**Text under study:**

══════

She watched for a second on Sunday as her son zipped into the woods, then she turned to her own yipping, jumping dogs. They were starting two minutes after Ero.

"Colleen Wallin, about to chase her son," the announcer said. "Maybe it takes her back to when Ero was 2 years old and she was chasing him around the house. Now she's chasing him on the Beargrease trail!"

A mushing family

Colleen Wallin first rode a dog sled in 1993. Her husband, Ward, set up the Boundary Waters trip as a Christmas present. Colleen brought along her sister and a camcorder to document the fun.

They still have the video, in which Colleen says: "I'm going to have a dog truck and own my own dog team just like this someday."

The couple had recently purchased a log cabin and 40 acres of land in Two Harbors when Ward took a job with the city of Duluth. They lived just a few miles from the first Beargrease checkpoint and made a trip to watch mushers there one frigid night after a 10 o'clock newscaster announced their impending arrival.

"She was hooked," Ward said of his wife. By 1994, the couple had purchased their first six sled dogs and signed up Colleen for Beargrease's 100-mile race.

══════

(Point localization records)

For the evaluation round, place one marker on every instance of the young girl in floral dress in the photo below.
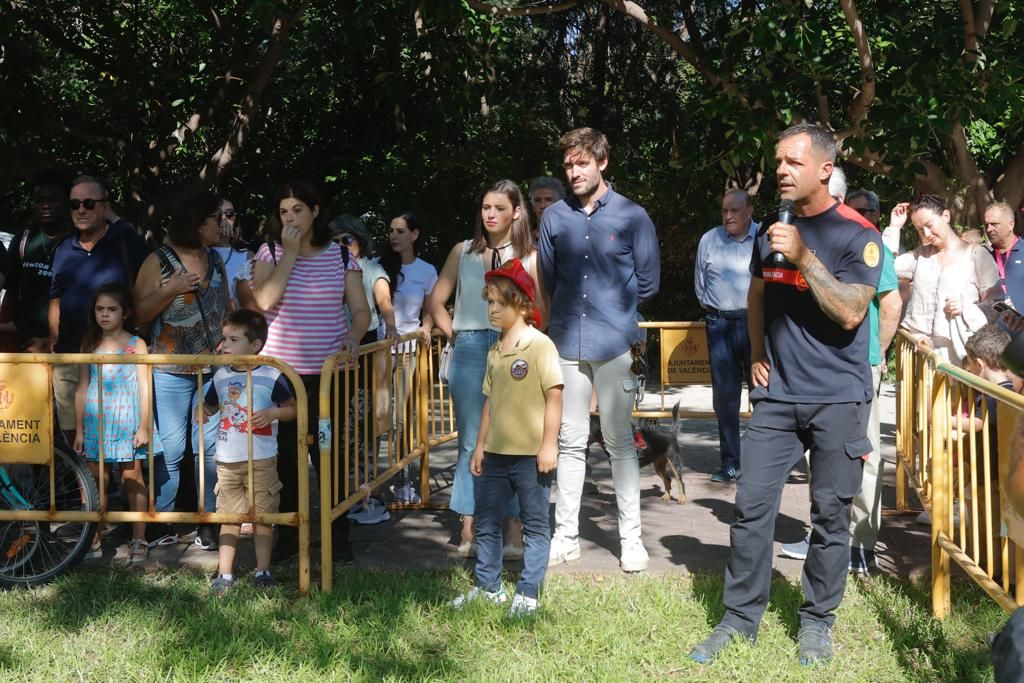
(126, 407)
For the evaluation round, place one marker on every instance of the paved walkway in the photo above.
(686, 538)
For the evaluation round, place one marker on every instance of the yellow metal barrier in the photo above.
(411, 413)
(945, 454)
(10, 363)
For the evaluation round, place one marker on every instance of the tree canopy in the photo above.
(419, 103)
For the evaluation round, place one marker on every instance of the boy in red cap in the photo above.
(517, 446)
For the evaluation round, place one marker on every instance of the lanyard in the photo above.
(1000, 262)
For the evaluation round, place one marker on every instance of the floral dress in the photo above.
(120, 411)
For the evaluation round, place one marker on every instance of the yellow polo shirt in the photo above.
(516, 382)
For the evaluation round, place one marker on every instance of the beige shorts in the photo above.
(65, 385)
(232, 486)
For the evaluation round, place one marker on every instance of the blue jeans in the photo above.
(469, 363)
(729, 348)
(175, 402)
(505, 478)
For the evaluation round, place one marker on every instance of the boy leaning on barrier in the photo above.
(244, 334)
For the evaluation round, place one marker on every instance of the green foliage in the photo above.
(419, 103)
(102, 625)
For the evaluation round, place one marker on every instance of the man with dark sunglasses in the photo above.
(96, 253)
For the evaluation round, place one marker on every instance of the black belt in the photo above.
(737, 314)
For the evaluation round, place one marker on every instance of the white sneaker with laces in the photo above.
(522, 606)
(476, 593)
(563, 550)
(634, 557)
(406, 494)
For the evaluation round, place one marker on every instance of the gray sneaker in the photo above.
(721, 637)
(797, 551)
(814, 642)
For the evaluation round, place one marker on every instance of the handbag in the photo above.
(444, 367)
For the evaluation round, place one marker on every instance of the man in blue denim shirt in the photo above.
(598, 259)
(721, 279)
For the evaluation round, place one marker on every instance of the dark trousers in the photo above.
(503, 478)
(729, 353)
(776, 437)
(288, 460)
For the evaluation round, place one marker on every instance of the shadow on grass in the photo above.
(922, 644)
(785, 597)
(359, 629)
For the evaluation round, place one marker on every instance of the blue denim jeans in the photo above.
(505, 478)
(469, 363)
(175, 408)
(729, 348)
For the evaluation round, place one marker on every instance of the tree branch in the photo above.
(487, 8)
(221, 160)
(863, 99)
(684, 49)
(1010, 186)
(968, 170)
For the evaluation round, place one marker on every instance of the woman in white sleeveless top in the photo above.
(502, 232)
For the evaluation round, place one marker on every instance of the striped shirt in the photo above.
(308, 323)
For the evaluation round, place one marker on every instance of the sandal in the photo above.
(138, 551)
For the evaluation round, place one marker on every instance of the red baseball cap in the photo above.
(513, 270)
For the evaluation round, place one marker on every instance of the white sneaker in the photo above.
(476, 593)
(634, 557)
(406, 494)
(522, 606)
(563, 550)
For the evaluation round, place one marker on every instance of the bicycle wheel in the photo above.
(36, 552)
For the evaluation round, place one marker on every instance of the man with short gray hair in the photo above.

══════

Answer these questions using the article about the Wallin mushing family:
1. How many minutes after Ero did Colleen Wallin's team start on Sunday?
2. In what year did Colleen Wallin first ride a dog sled?
3. How many sled dogs did the couple buy first?
These records are not used in this exercise.

**Result:**
1. Two minutes.
2. 1993.
3. Six.